* _Request_
In the part that opens with the line containing "Whereabouts in this drawing is the truck tire" and closes with the line containing "[14,288,195,327]", change "curb" to "sidewalk edge". Give back only those lines, with nothing else altered.

Saved entries
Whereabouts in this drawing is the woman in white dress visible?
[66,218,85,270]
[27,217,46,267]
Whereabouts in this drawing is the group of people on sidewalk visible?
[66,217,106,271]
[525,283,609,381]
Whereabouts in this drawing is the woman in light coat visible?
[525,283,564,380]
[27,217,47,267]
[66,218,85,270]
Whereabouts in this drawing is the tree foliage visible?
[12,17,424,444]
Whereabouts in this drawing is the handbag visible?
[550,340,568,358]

* * *

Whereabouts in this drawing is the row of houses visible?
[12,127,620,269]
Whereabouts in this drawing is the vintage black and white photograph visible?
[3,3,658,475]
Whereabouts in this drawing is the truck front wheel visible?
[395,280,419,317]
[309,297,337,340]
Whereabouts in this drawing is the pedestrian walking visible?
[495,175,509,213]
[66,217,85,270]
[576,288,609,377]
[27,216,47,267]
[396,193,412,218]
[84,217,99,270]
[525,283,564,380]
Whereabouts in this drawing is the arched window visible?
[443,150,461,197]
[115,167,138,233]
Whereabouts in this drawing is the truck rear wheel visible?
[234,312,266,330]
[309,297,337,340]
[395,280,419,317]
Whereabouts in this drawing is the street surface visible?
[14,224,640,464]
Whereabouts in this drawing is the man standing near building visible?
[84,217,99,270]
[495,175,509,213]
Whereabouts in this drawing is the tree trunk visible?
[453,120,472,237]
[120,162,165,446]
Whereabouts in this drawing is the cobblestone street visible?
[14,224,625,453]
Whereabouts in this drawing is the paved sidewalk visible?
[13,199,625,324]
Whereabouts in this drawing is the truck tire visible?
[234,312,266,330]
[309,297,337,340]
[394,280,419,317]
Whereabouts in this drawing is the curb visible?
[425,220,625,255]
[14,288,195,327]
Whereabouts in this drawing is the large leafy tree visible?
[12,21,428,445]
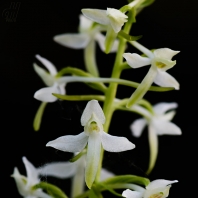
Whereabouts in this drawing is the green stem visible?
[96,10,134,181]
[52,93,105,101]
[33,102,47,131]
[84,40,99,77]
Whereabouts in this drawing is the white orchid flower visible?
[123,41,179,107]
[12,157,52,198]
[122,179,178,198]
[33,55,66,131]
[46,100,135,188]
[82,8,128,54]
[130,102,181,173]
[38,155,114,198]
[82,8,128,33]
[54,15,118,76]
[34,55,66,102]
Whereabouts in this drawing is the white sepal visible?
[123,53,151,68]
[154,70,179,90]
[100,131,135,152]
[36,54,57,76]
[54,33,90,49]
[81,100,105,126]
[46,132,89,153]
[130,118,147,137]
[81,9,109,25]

---

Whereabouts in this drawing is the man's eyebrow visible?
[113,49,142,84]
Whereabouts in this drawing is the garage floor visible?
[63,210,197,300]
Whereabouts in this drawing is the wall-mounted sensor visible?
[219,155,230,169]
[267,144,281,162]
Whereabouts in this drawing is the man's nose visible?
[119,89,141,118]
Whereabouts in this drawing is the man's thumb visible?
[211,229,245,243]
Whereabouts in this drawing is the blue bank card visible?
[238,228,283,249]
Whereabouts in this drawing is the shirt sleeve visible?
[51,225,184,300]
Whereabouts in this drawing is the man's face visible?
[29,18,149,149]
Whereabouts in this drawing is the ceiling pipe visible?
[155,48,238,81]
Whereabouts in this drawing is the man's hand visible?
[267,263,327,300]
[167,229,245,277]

* _Final result_
Whereabouts in this drawing is the truck tire visible?
[234,312,266,330]
[309,297,337,340]
[394,280,419,317]
Whereabouts in this drawing is the sidewalk edge visible?
[425,220,625,255]
[14,288,195,327]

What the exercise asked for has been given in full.